==== Document excerpt ====

Poipet Checkpoint Customs Chief to Be Replaced

The head of customs at the Poipet International Checkpoint, the site of numerous recent protests by handcart-pullers complaining of arbitrary fees for transporting goods across the border, will be replaced Wednesday, according to the Banteay Meanchey provincial customs chief.

The decision to replace Chhuon Hay with Huy Socheat, previously the head of customs at the Bavet International Checkpoint in Svay Rieng province, comes about two months after military police fired warning shots during a protest that blocked National Road 5 near the Poipet checkpoint.

During clashes with the military police on May 25, handcart-puller Mao Sun, 32, was badly beaten and hospitalized. False rumors of his death led protesters to attack the checkpoint’s customs office in retaliation, throwing rocks over its gate before breaking it down.

Banteay Meanchey customs chief Thong Sokhamphou said Tuesday, however, that the protests against authorities at the Poipet International Checkpoint had nothing to do with the demotion of Mr. Hay, who will become deputy chief of customs at the Phnom Din checkpoint in Takeo province.

====

**Goal of the exercise**. Continue the news article about the replacement of the Poipet checkpoint customs chief, starting after its last sentence.

==== Extracted material ====

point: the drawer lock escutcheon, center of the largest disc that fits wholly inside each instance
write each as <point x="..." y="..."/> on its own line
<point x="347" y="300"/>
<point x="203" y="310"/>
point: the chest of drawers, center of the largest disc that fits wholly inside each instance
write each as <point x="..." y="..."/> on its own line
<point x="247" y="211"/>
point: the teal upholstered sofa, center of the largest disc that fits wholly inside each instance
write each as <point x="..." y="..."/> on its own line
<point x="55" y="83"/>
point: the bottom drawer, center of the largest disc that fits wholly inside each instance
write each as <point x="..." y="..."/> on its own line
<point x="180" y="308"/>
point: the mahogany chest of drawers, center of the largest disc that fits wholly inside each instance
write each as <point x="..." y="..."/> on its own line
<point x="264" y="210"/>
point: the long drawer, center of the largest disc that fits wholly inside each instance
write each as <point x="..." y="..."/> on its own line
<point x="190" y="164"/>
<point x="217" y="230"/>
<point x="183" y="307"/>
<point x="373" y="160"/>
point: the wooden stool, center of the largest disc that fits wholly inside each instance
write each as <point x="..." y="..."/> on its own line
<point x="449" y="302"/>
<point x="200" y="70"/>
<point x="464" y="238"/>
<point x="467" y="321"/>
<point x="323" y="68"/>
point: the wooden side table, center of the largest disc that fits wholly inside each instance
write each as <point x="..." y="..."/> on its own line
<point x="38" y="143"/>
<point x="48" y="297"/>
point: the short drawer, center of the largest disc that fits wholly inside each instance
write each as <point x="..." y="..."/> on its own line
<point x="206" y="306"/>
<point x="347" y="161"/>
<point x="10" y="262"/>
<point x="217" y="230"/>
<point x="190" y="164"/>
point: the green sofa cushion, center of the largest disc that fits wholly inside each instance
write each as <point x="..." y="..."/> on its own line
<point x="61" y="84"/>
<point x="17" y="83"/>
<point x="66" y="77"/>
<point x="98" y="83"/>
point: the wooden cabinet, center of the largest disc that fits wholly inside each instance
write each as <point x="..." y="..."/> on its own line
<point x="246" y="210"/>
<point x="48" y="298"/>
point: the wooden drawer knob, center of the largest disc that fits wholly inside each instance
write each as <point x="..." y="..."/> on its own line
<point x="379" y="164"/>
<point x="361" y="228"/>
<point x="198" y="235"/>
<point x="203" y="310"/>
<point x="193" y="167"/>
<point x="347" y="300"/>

====
==== Extracted material ====

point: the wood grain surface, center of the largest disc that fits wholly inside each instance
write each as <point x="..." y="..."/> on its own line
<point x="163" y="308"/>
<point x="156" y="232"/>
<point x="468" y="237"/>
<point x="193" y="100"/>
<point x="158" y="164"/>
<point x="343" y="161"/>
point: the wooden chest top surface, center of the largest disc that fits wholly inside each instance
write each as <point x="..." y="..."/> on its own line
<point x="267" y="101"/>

====
==== Extracted material ====

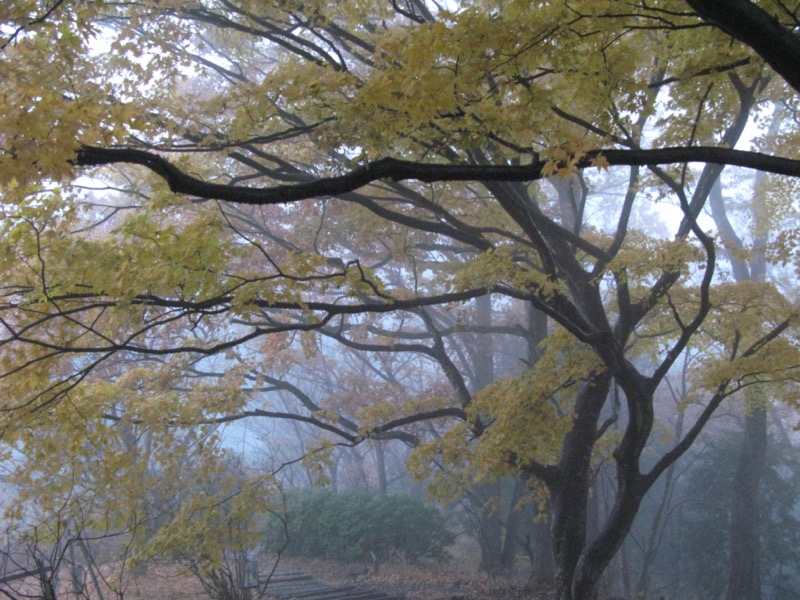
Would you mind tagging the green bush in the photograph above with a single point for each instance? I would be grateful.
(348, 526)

====

**Task response**.
“It is normal for our customs officials to be transferred across the country every three years,” he said. “It has nothing to do with the damage caused by the protest two months ago.”

Mr. Hay could not be reached for comment.

A week after the incident in May, authorities met with police and military police to compile a report that was sent to the Banteay Meanchey Provincial Court, which is still investigating the incident.

On Monday, the court questioned Mr. Sun, the protester who was injured, and his wife, Ran Sreymom, who was also at the protest.

Ms. Sreymom said that she and her husband were questioned for at least four hours in separate rooms, and that both were threatened with jail time if they did not say who incited protesters to attack the customs office.

“The court asked many questions, but the questions were all the same: Who was behind the violent rally?” she said. “The court wanted me to blame someone.”